*YOUR ASSIGNMENT*:
Count the lines in the entries below that contain the string "negative" and reply with that number alone.
*** Opening of SUPPLIED MATERIAL ***
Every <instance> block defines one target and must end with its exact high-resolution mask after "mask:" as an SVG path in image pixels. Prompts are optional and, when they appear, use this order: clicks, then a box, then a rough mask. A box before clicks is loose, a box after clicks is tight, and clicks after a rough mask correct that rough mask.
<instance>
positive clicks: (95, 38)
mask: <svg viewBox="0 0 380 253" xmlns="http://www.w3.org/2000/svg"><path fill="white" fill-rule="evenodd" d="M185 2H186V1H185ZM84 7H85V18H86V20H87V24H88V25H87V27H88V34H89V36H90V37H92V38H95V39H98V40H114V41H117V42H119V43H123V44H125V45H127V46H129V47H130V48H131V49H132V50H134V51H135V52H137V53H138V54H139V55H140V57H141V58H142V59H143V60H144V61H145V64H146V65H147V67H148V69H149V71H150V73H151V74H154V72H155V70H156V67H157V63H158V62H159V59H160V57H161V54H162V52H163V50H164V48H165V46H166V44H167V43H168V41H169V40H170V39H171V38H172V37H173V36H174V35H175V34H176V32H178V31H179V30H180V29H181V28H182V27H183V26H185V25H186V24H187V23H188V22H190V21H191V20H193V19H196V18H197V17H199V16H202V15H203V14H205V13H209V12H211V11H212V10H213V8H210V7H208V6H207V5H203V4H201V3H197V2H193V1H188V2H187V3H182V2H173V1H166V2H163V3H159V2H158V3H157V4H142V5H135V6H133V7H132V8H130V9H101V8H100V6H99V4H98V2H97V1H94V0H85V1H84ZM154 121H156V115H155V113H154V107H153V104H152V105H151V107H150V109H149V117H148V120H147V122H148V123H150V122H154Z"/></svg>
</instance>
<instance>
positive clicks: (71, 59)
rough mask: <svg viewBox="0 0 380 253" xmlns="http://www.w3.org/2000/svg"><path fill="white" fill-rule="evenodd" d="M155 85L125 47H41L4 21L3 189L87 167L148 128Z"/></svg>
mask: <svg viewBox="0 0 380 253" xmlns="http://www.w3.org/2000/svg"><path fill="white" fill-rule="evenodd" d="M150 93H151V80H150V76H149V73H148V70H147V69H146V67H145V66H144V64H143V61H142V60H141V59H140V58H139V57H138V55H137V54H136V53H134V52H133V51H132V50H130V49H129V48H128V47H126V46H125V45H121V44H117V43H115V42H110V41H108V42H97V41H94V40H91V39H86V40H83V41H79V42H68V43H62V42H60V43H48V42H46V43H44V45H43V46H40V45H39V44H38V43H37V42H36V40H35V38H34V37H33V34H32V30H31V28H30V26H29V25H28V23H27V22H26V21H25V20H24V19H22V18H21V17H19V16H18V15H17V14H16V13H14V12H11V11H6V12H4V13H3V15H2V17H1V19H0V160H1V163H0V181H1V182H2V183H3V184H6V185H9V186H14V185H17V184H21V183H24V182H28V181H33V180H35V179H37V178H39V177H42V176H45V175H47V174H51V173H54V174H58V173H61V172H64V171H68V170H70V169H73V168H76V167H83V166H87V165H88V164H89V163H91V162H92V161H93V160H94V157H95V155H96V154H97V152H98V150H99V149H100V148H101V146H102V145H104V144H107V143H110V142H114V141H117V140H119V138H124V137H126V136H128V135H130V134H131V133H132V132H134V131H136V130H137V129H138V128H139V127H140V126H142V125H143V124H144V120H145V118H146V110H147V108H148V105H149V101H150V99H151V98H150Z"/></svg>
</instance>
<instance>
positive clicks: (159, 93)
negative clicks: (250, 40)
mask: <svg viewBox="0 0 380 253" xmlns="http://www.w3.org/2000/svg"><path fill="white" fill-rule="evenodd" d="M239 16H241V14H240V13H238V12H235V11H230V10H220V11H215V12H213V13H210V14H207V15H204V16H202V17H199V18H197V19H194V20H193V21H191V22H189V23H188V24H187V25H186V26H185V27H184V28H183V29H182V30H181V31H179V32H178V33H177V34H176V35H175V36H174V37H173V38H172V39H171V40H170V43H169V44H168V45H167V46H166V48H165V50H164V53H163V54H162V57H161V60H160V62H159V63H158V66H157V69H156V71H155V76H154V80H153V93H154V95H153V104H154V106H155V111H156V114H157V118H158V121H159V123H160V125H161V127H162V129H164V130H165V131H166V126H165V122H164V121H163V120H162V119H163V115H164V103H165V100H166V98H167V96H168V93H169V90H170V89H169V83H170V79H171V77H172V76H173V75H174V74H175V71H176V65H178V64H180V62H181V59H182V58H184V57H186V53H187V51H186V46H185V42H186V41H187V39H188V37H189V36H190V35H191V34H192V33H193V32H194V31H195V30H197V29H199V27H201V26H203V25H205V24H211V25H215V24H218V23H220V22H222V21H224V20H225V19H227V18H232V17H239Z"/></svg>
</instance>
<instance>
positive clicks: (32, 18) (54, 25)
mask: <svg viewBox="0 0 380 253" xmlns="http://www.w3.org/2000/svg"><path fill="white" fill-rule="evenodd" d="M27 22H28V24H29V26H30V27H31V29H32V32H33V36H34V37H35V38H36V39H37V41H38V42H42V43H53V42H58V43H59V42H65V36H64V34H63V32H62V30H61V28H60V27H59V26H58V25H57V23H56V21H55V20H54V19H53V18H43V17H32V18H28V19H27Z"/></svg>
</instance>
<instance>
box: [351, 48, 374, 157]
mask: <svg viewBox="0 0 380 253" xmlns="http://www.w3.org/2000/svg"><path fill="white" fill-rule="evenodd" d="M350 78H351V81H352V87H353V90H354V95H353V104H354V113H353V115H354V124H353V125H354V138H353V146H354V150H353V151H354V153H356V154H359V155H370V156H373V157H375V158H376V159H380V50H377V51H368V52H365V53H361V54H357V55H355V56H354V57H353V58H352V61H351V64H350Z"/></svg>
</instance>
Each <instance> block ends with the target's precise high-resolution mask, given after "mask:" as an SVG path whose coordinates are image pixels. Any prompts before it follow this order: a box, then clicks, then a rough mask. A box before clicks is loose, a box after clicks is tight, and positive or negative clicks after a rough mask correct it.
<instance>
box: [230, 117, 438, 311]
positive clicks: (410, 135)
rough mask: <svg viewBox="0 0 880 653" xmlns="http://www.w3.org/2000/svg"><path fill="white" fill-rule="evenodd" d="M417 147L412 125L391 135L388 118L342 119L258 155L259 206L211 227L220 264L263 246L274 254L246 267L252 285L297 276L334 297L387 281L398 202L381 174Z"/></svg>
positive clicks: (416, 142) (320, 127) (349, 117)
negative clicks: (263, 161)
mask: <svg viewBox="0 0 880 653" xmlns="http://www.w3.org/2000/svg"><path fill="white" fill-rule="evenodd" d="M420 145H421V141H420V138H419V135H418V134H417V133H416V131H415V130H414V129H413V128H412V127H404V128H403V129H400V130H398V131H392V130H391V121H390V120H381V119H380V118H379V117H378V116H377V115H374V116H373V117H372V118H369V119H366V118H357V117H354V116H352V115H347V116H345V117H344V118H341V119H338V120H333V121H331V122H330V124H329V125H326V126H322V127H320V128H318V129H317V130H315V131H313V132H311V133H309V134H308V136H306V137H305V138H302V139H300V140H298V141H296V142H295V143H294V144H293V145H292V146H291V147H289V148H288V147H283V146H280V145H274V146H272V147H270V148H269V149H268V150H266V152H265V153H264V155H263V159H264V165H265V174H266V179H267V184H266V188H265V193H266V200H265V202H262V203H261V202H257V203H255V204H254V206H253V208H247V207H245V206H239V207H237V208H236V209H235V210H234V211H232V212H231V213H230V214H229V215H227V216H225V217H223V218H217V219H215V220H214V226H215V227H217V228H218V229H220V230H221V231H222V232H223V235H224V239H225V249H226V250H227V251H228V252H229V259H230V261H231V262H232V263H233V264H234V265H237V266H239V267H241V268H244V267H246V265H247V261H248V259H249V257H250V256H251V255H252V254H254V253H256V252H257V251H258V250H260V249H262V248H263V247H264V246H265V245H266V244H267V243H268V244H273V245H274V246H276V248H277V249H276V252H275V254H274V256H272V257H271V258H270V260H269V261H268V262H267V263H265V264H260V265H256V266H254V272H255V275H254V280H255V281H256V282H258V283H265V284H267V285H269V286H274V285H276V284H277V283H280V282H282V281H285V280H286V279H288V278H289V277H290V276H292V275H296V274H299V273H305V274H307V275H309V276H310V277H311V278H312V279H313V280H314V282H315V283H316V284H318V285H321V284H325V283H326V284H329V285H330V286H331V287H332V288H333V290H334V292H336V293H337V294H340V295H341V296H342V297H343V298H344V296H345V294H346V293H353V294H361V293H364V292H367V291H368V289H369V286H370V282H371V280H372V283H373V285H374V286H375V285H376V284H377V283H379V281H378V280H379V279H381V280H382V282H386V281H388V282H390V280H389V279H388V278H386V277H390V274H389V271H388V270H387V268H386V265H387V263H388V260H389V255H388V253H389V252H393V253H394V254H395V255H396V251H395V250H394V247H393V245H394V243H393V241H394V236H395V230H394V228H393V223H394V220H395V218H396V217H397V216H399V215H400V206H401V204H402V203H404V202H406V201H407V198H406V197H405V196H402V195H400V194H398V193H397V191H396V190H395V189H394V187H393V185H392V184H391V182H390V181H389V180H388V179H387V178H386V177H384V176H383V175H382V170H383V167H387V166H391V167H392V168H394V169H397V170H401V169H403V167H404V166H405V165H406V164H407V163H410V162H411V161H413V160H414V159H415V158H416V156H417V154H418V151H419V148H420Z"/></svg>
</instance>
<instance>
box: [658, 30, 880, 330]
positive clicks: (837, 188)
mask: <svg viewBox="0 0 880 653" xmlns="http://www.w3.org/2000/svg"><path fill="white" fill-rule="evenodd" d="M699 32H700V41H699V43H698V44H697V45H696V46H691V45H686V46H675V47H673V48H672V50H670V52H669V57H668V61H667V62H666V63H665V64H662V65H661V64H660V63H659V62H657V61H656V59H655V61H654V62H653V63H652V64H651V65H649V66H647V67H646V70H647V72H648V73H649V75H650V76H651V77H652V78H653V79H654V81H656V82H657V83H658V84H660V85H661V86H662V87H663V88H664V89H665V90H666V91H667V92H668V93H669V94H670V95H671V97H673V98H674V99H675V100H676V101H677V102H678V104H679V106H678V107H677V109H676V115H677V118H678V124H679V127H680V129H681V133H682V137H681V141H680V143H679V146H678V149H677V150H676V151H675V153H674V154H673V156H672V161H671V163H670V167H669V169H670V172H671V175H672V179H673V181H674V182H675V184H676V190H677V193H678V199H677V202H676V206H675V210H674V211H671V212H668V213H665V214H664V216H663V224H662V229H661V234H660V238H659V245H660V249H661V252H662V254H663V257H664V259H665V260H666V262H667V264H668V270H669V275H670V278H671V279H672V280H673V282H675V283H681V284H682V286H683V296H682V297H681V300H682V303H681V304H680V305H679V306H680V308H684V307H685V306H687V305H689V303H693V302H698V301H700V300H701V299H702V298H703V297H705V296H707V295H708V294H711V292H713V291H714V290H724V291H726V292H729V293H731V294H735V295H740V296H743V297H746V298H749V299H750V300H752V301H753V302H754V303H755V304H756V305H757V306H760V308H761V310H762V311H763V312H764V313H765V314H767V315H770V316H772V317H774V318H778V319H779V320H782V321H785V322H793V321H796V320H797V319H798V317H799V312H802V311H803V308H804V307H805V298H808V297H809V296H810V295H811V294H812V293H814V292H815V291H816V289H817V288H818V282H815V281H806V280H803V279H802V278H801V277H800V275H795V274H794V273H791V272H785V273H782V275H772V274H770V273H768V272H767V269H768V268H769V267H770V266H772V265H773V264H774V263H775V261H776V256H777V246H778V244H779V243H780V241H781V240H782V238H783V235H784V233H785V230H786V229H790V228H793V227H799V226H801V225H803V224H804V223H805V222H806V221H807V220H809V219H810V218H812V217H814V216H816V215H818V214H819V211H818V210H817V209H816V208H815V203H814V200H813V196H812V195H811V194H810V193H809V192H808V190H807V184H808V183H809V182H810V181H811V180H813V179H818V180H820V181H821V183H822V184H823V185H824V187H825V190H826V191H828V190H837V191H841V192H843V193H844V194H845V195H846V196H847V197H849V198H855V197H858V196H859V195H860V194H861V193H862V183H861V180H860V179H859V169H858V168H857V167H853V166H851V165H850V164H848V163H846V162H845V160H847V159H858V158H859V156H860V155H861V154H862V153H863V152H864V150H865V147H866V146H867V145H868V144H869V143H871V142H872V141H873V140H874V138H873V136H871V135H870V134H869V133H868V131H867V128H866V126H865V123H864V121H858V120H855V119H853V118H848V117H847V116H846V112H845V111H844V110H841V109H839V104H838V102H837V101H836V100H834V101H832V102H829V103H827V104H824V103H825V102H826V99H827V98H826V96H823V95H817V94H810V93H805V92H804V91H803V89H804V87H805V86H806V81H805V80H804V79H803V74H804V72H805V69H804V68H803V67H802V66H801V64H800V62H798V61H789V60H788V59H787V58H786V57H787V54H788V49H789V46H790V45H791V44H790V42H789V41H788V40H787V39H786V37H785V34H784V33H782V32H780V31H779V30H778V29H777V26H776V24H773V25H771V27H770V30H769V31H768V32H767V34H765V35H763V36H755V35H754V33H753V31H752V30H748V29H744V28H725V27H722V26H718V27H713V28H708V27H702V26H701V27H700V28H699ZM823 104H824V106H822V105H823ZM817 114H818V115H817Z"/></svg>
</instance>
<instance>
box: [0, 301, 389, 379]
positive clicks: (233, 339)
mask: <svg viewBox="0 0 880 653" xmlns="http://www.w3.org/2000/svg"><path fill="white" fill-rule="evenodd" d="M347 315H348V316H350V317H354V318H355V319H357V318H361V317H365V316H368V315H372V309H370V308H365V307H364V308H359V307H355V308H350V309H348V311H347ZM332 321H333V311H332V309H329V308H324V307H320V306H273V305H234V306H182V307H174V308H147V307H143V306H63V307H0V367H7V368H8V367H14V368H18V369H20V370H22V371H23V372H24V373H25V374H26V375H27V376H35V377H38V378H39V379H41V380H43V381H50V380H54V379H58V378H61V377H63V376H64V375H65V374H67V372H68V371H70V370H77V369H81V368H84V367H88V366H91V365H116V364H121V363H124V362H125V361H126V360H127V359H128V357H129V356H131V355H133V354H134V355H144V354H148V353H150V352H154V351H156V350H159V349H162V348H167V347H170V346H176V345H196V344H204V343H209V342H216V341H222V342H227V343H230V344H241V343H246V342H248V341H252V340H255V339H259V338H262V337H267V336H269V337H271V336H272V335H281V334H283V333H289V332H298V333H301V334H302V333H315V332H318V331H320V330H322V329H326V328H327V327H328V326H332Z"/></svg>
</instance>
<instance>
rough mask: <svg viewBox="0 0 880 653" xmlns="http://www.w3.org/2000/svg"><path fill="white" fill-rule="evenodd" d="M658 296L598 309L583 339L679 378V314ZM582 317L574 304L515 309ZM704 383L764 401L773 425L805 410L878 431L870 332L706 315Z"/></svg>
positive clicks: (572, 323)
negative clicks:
*** Close of SUPPLIED MATERIAL ***
*TASK SOLUTION*:
4